_Page excerpt:_
The plurality of approaches remains marked in the multiple names attached to many
roughly similar computational techniques.9
For all the recent philosophical and historical work on models and simulations,
we have no solid taxonomy of the varied forms of reflective simplification, reduction,
and transformations of problem domains so that they become computationally tractable.10
A great deal of the ingenuity of the application of computers to the sciences comes just in
the creative transformation of problem domains conjoined to arguments about the
scientific legitimacy of that transformation. As might be expected, reductions and
simplifications that were initially bitterly contested became standard practice in subfields,
and their contingency was lost. These reductions involved simplifications of data and of
underlying possible models alike; they can also involve transformations in what suffices
as scientific knowledge. We have a highly ramified set of different mixes of
instrumentalism and realism still in need of good taxonomies.
13
In his commanding study of climate science, for example, Paul Edwards describes
the emergence of a new ideal of “reproductionism” within computation of science that
“seeks to stimulate a phenomenon, regardless of scale, using whatever combination of
theory, data, and ‘semi-empirical’ parameters may be required.” In this form of science,
he argues, the “familiar logics of discovery and justification apply only piecemeal. No
single, stable logic can justify the many approximations involved in reproductionist
science” (Edwards 2010, 281). The line between the empirical and the theoretical has
become productively blurred.
Herbert Simon, to take a second example, famously offered a contrast between
approaches in operations research and then current artificial intelligence perspectives on
decision problems. The algorithms of operations research, he noted, “impose a strong
mathematical structure on the decision problem. Their power is bought at the cost of
shaping and squeezing the real-world problem to fit their computation: for example,
replacing the real-world criterion function and constraint with linear approximation so
that linear programming can be used.” In contrast, he explained, “AI methods generally
find only satisfactory solutions, not optima . . .we must trade off satisficing in a nearly-
realistic model (AI) against optimizing in a greatly simplified model (OR)” (Simon 1996,
27–28; November 2012, 274).

_Brief 1:_
List every author-and-year citation given in parentheses in the excerpt on computation in the sciences.
The records below bear no relation to the text above.

_Record list:_

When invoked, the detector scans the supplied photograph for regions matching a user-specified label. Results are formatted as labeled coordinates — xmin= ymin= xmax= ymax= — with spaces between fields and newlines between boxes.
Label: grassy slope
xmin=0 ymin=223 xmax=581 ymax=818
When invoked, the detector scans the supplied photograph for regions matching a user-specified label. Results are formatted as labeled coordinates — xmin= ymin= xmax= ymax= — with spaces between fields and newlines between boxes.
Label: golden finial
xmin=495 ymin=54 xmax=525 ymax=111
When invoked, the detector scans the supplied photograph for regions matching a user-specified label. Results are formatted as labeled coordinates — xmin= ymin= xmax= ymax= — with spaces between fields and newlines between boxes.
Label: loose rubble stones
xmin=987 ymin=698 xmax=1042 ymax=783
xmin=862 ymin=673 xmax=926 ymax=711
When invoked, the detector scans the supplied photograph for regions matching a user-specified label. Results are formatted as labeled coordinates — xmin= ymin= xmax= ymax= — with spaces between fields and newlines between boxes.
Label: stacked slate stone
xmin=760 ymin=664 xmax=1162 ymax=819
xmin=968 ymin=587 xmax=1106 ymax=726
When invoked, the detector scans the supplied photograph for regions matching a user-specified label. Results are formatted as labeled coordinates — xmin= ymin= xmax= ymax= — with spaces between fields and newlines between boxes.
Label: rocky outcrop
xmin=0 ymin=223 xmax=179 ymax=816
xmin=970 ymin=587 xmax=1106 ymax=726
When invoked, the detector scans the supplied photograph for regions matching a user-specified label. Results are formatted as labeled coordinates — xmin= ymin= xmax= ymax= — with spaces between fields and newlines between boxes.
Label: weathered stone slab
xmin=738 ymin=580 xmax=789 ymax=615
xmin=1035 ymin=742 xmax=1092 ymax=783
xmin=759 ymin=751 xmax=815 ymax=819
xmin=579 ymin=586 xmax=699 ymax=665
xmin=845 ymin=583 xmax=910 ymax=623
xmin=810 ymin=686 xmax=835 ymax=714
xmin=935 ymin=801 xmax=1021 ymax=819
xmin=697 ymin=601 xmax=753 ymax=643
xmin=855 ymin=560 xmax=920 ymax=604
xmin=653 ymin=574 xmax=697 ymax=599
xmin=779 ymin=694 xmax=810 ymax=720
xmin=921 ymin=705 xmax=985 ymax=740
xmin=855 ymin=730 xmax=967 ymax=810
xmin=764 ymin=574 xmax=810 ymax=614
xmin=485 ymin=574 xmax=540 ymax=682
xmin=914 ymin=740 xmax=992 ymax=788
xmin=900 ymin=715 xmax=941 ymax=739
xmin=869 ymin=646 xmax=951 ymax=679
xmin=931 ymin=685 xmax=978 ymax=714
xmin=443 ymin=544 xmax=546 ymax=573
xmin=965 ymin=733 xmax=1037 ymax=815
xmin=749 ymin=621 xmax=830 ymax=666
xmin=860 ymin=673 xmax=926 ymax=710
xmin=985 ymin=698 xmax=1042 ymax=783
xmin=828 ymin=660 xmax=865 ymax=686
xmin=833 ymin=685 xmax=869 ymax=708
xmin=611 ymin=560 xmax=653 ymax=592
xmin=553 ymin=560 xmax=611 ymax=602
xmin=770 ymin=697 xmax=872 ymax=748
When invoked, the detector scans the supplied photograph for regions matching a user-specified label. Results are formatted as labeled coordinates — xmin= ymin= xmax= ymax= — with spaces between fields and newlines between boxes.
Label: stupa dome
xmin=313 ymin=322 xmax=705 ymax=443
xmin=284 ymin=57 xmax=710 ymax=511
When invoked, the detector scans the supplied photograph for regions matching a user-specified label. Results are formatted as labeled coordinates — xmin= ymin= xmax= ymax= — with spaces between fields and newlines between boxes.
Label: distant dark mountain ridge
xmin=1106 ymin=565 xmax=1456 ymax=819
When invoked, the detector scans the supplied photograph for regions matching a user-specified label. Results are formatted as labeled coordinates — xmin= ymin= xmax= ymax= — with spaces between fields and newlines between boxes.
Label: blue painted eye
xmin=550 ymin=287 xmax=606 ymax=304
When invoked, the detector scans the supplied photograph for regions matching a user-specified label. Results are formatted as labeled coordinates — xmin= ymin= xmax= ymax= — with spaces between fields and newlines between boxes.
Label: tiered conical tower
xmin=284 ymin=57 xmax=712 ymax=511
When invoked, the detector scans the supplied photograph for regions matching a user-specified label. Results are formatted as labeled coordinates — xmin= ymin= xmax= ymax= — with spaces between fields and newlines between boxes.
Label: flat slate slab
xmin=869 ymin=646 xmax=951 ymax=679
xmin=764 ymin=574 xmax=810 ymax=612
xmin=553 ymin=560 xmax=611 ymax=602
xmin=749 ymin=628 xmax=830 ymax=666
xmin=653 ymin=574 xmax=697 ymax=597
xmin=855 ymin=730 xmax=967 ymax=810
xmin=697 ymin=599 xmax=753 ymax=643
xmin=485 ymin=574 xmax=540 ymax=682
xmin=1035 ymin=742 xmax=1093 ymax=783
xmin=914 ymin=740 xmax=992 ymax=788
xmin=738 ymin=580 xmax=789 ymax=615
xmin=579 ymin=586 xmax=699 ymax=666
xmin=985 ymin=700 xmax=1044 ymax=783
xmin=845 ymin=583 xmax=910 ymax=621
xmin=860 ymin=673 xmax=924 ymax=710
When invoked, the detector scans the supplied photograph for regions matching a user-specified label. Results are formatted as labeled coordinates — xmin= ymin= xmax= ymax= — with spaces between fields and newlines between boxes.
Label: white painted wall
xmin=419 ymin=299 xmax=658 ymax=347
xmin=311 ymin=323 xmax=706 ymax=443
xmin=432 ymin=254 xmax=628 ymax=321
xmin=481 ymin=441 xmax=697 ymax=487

_Brief 2:_
Extract the lines of the records from the start of the records through the line containing "xmin=0 ymin=223 xmax=581 ymax=818", inclusive, and reproduce them verbatim.

_Expected answer 1:_
Edwards 2010
Simon 1996
November 2012

_Expected answer 2:_
When invoked, the detector scans the supplied photograph for regions matching a user-specified label. Results are formatted as labeled coordinates — xmin= ymin= xmax= ymax= — with spaces between fields and newlines between boxes.
Label: grassy slope
xmin=0 ymin=223 xmax=581 ymax=818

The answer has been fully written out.